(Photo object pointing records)
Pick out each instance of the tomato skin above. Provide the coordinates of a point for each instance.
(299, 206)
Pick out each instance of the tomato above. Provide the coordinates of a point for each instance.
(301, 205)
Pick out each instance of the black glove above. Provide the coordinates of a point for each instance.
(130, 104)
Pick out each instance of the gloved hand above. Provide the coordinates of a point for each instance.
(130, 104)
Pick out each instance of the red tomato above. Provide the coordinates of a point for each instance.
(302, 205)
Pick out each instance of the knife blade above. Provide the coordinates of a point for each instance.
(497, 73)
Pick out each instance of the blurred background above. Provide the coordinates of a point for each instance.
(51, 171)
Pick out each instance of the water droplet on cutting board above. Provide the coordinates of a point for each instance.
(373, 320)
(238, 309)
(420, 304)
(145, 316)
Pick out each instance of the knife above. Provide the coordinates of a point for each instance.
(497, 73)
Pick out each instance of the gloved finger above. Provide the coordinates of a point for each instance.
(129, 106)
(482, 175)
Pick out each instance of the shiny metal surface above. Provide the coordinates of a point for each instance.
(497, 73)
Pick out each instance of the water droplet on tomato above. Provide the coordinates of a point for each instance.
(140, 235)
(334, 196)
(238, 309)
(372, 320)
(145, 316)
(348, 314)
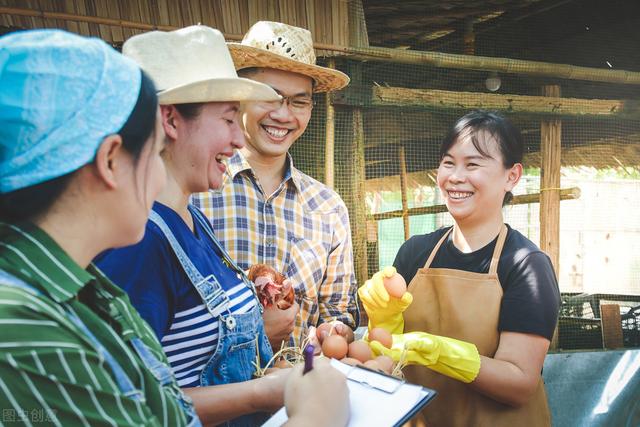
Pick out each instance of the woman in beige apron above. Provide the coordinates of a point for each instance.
(476, 333)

# What needs to be done:
Do not include the images; transcribe the rest of the listing exactly.

# Exercise solution:
Pick out each instance of the tomato skin above. Provide the coordinates of a point for each instance.
(299, 206)
Pick out each instance of the tomato above. Provide the coordinates of a point for each instance.
(301, 205)
Pick out each instance of the black glove above. Provide the coordinates of a point for each instance.
(130, 104)
Pick out each instance of the gloved hand above. Provide the coordinates of a point for each instance.
(130, 104)
Pick out each instance of the red tomato above. Provide the coordinates of a point for each instance.
(302, 205)
Pick out each instance of the knife blade above. Provide the coordinates of a point for each instance.
(497, 73)
Pick out each instance of the blurred background above. Provide the coordinates of a point for each instance.
(51, 171)
Pick out each instance of the water droplet on cutting board above. Provide the coordinates of a point for each instance.
(373, 320)
(238, 309)
(420, 304)
(145, 316)
Pick out each instance of the knife above. Provide the coordinates of a point for each instance.
(497, 73)
Pick out each instance of the gloved finger above. Provide the coordinates of a point for each instance.
(129, 106)
(482, 175)
Pick out each instance of the shiny metal surface above. Provide the coordinates of a point for each instance.
(497, 73)
Pick out each instance of the water droplet on tomato above. Provide the coordinates of a point for each instance.
(140, 235)
(334, 196)
(238, 309)
(372, 320)
(145, 316)
(348, 314)
Pick out each instance of the woman in beige apron above. Provide the coordinates of a point for each instance.
(476, 333)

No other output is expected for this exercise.